### STATED PROBLEM
In the rows below, how many lines contain the word "fence"? Reply with the number only.

### EXTRACTED INFORMATION
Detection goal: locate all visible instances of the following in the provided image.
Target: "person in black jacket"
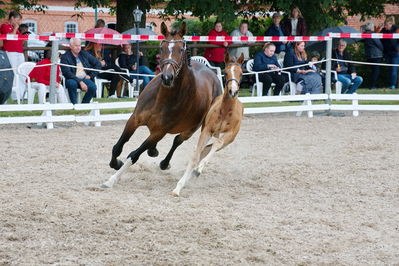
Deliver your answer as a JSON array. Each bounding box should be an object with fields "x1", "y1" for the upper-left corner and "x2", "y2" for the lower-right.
[
  {"x1": 364, "y1": 22, "x2": 384, "y2": 90},
  {"x1": 61, "y1": 38, "x2": 101, "y2": 104},
  {"x1": 381, "y1": 16, "x2": 399, "y2": 89},
  {"x1": 332, "y1": 39, "x2": 363, "y2": 94}
]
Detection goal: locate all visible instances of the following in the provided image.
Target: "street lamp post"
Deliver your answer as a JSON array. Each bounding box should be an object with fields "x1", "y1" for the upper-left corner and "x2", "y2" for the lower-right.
[{"x1": 133, "y1": 6, "x2": 143, "y2": 95}]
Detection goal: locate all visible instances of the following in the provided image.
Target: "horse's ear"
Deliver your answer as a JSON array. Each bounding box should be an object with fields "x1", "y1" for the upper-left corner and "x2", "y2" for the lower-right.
[
  {"x1": 179, "y1": 21, "x2": 187, "y2": 37},
  {"x1": 161, "y1": 22, "x2": 169, "y2": 38},
  {"x1": 224, "y1": 53, "x2": 230, "y2": 64},
  {"x1": 237, "y1": 53, "x2": 244, "y2": 65}
]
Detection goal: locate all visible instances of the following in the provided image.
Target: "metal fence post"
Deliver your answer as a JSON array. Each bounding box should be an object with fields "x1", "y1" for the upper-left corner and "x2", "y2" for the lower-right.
[
  {"x1": 50, "y1": 40, "x2": 58, "y2": 103},
  {"x1": 326, "y1": 38, "x2": 332, "y2": 95}
]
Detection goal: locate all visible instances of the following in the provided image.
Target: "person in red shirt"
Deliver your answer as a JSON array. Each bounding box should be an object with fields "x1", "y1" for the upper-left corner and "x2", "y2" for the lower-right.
[
  {"x1": 28, "y1": 51, "x2": 68, "y2": 104},
  {"x1": 205, "y1": 21, "x2": 229, "y2": 68},
  {"x1": 0, "y1": 11, "x2": 25, "y2": 102}
]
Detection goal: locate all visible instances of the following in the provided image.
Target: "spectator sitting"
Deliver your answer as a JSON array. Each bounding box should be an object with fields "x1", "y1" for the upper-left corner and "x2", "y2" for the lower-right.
[
  {"x1": 18, "y1": 24, "x2": 32, "y2": 35},
  {"x1": 229, "y1": 20, "x2": 253, "y2": 61},
  {"x1": 283, "y1": 7, "x2": 307, "y2": 36},
  {"x1": 265, "y1": 12, "x2": 287, "y2": 59},
  {"x1": 0, "y1": 11, "x2": 25, "y2": 99},
  {"x1": 94, "y1": 18, "x2": 105, "y2": 28},
  {"x1": 205, "y1": 21, "x2": 229, "y2": 68},
  {"x1": 364, "y1": 22, "x2": 384, "y2": 90},
  {"x1": 119, "y1": 44, "x2": 155, "y2": 92},
  {"x1": 381, "y1": 16, "x2": 399, "y2": 89},
  {"x1": 284, "y1": 41, "x2": 322, "y2": 94},
  {"x1": 61, "y1": 38, "x2": 101, "y2": 104},
  {"x1": 85, "y1": 42, "x2": 133, "y2": 98},
  {"x1": 29, "y1": 51, "x2": 68, "y2": 103},
  {"x1": 332, "y1": 39, "x2": 363, "y2": 94},
  {"x1": 253, "y1": 43, "x2": 285, "y2": 95}
]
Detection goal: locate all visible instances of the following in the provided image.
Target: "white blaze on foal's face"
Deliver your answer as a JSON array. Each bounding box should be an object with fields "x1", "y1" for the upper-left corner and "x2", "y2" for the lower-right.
[
  {"x1": 226, "y1": 65, "x2": 241, "y2": 96},
  {"x1": 166, "y1": 42, "x2": 175, "y2": 70}
]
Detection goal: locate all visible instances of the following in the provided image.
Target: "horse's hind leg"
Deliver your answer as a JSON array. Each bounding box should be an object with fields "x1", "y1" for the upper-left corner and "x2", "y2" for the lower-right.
[
  {"x1": 109, "y1": 116, "x2": 138, "y2": 170},
  {"x1": 173, "y1": 131, "x2": 211, "y2": 196},
  {"x1": 101, "y1": 133, "x2": 166, "y2": 188},
  {"x1": 159, "y1": 130, "x2": 195, "y2": 170}
]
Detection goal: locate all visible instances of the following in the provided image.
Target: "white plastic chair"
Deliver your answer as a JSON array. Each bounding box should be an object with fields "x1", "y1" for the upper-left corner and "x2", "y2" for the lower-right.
[
  {"x1": 115, "y1": 57, "x2": 143, "y2": 98},
  {"x1": 94, "y1": 76, "x2": 113, "y2": 98},
  {"x1": 321, "y1": 70, "x2": 342, "y2": 94},
  {"x1": 191, "y1": 56, "x2": 224, "y2": 91}
]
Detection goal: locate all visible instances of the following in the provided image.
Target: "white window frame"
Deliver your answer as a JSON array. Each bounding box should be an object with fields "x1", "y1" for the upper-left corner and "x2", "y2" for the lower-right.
[
  {"x1": 22, "y1": 19, "x2": 37, "y2": 34},
  {"x1": 64, "y1": 21, "x2": 79, "y2": 33}
]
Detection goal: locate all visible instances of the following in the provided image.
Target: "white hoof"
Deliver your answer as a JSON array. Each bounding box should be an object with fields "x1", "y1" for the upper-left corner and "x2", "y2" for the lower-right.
[{"x1": 172, "y1": 188, "x2": 180, "y2": 197}]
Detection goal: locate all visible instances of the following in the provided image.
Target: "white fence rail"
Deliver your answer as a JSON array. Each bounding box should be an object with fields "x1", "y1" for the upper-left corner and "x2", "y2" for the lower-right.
[{"x1": 0, "y1": 94, "x2": 399, "y2": 129}]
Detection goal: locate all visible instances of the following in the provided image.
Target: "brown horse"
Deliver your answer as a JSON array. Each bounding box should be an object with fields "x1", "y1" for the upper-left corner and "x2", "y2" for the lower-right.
[
  {"x1": 102, "y1": 22, "x2": 221, "y2": 188},
  {"x1": 173, "y1": 54, "x2": 244, "y2": 196}
]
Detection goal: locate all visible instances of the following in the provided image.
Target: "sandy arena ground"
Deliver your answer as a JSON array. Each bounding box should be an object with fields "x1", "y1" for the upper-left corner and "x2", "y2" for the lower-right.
[{"x1": 0, "y1": 113, "x2": 399, "y2": 265}]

### SOLUTION
2